TASK GOAL:
Translate this sentence from the excerpt below on writing a garbage collector into Spanish: "If I have to deallocate a struct, I need to know which fields are references to other data so that I can decrement their counts."

SELECTED EXCERPT:
Then to read the string, I can access the same memory from JavaScript

const printString = memArray => ptr => {
    const len = memArray[ptr];
    const out = new Uint32Array(len/4);
    for (let offset = 0; offset < len/4; offset++) {
        const i = offset + ptr + 1;
        out[offset] = memArray[i];
    }
    const decoder = new TextDecoder();
    console.log(decoder.decode(out));
}

Turns out, JavaScript comes with a decoder that can take bytes and turn it into a string. Huh, this is a lot easier than I thought!

Okay okay, but now I need to actually write the garbage collector. This is the hard part.

More discouragement…

Wait, before I write the garbage collector, I should just port the allocator to JS. Should be a lot easier now.

const alloc = memory => size => {
    // size + 4 because we gotta tack on a block length
    const alignedSize = ((size + 4) + 3) & ~0x03;
    let memArray = new Uint32Array(memory.buffer);
    let ptr = 0;
    while (ptr < memArray.length) {
        const len = memArray[ptr];
        // If length is 0, block is not initialized. We can assume everything
        // from here to end of array is free
        // We multiply (memArray.length - ptr) by 4 because they're dealing with
        // a 32 bit array
        if (len === 0) {
            if ((memArray.length - ptr) * 4 > alignedSize) {
                // Or with 1 to indicate allocated
                memArray[ptr] = alignedSize | 1;
                return (ptr + 1) * 4;
            } else {
                memory.grow(Math.max(alignedSize/PAGE_SIZE, 1));
                memArray = new Uint32Array(memory.buffer);
                memArray[ptr] = alignedSize | 1;
                return (ptr + 1) * 4;
            }
        // If the block is allocated, we move on
        } else if ((len & 1) === 1) {
            ptr += len - 1
        // If the length is big enough, we allocate the block
        } else if (len > alignedSize) {
            memArray[ptr] = len + 1;
            return (ptr + 1) * 4;
        } else {
            ptr += len;
        }
    }
    memory.grow(Math.max(alignedSize/PAGE_SIZE, 1));
    memArray = new Uint32Array(memory.buffer);
    memArray[ptr] = alignedSize | 1;
    return (ptr + 1) * 4;
}

Hmm that’s a lot better. Much easier to work with.

Alright but now I need to write the GC for real. What’s the simplest possible GC to write? I got it! Reference counting. That’s pretty easy.

But for references to work, I need to know what’s a reference at runtime. If I have to deallocate a struct, I need to know which fields are references to other data so that I can decrement their counts.

DATA ROWS:
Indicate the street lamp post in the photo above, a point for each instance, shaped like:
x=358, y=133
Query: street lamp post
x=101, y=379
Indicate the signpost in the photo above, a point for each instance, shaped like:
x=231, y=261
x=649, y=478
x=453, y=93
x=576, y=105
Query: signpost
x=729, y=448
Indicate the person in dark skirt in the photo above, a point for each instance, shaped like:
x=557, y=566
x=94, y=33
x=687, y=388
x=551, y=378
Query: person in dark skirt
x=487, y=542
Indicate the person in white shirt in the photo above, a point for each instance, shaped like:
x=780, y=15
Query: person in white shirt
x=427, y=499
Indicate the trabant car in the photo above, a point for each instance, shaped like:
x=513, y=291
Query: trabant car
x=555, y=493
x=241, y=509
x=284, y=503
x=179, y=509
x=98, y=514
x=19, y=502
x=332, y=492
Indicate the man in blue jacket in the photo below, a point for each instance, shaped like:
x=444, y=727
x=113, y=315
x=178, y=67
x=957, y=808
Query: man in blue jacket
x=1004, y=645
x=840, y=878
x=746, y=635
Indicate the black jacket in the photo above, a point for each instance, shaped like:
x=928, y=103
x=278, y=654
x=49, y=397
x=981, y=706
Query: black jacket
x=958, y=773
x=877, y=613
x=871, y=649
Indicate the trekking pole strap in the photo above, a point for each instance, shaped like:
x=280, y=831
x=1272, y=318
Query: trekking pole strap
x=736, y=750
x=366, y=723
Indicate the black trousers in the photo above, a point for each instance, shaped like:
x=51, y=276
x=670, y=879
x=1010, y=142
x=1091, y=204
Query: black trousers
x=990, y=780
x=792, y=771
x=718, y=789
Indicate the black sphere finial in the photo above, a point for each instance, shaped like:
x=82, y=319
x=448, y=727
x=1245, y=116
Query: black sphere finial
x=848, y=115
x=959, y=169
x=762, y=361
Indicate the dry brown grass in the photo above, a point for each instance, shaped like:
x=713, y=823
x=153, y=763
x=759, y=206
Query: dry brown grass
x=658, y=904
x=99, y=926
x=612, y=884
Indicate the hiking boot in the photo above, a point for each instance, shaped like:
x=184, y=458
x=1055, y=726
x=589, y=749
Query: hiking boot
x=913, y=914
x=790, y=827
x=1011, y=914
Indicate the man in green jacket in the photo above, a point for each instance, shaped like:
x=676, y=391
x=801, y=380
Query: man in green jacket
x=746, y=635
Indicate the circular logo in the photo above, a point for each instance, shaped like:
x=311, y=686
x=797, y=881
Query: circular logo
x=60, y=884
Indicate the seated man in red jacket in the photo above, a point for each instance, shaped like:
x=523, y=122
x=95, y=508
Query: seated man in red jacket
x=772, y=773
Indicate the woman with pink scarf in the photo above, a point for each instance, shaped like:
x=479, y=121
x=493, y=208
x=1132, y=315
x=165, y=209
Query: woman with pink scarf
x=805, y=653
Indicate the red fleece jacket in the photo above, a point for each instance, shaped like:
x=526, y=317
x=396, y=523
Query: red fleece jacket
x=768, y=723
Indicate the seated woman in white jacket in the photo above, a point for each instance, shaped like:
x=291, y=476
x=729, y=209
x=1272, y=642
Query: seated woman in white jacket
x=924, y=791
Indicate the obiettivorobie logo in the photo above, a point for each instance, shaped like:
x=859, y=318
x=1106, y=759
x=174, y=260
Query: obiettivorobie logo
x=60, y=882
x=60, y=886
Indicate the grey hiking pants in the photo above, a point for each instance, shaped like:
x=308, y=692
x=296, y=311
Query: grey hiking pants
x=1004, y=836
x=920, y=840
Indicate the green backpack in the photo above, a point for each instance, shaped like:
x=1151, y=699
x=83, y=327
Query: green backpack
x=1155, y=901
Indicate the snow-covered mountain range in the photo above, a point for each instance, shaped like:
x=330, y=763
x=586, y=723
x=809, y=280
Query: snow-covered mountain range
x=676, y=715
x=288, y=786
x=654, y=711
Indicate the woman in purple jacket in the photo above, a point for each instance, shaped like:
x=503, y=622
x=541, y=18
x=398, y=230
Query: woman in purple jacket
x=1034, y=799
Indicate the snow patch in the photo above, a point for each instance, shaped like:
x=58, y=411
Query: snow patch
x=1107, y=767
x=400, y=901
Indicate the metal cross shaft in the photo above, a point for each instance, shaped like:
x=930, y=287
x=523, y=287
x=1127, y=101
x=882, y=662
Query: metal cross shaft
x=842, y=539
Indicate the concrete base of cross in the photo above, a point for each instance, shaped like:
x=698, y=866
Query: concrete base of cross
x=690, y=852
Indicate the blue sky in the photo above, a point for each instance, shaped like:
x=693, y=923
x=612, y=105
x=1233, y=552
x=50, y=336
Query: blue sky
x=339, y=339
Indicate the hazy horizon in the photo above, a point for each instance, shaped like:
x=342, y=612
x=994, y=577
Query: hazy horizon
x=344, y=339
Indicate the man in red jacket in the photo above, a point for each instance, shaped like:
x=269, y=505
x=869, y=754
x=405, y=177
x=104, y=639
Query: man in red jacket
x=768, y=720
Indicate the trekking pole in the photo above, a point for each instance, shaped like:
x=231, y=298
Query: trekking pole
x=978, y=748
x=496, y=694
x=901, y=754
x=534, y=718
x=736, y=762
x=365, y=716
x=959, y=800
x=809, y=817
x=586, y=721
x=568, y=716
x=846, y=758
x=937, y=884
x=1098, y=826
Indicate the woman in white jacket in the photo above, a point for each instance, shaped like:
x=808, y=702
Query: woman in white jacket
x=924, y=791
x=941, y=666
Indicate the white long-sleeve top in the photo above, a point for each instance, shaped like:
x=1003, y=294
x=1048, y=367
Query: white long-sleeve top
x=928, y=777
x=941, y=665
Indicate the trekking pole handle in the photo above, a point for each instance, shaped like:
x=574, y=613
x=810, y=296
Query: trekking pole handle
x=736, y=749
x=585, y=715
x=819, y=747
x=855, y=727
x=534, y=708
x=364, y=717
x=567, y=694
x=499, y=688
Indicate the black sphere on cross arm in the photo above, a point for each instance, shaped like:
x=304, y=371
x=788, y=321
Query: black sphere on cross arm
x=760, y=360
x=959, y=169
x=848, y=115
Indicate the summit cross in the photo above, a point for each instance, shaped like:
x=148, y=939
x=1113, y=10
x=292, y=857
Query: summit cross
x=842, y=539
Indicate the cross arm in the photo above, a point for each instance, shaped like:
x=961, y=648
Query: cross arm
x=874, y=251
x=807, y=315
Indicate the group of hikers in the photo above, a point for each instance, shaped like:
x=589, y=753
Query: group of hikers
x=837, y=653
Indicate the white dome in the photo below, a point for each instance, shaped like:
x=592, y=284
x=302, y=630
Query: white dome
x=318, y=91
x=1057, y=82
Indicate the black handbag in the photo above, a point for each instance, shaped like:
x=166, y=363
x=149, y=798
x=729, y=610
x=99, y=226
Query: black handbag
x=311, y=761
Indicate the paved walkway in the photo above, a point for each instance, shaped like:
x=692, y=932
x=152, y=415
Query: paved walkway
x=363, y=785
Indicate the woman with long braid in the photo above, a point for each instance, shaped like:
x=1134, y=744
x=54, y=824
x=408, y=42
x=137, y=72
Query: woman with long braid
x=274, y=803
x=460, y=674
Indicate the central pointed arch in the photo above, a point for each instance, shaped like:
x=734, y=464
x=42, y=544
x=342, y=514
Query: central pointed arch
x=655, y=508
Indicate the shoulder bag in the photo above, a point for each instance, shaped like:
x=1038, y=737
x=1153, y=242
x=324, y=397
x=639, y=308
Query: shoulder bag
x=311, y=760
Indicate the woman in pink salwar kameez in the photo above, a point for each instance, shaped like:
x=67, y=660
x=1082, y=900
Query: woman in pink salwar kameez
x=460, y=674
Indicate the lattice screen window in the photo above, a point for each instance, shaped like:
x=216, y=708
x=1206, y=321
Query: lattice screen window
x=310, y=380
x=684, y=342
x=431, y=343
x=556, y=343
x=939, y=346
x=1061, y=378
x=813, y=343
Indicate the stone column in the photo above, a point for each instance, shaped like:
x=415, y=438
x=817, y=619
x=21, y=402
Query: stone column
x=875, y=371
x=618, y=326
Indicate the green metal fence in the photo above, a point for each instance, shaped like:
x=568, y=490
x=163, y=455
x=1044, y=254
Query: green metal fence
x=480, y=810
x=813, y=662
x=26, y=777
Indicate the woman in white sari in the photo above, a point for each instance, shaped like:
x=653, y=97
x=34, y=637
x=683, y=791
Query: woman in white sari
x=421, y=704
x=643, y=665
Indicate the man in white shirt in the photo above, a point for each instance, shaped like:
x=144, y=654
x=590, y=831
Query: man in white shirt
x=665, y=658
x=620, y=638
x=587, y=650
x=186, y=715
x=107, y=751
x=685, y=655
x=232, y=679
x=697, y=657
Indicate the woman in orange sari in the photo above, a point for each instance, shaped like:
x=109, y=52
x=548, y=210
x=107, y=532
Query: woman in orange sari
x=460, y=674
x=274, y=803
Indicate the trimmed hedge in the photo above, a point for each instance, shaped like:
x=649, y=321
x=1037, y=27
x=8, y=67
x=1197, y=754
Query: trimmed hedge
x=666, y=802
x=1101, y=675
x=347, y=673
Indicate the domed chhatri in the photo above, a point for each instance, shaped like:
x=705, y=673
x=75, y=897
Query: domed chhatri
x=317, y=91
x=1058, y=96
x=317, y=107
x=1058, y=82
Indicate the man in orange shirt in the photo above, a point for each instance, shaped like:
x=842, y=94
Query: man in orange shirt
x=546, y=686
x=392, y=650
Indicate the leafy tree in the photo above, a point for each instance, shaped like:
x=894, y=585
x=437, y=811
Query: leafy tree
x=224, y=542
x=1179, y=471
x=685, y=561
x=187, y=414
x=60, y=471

OUTPUT BELOW:
Si tengo que liberar una estructura, necesito saber qué campos son referencias a otros datos para poder decrementar sus contadores.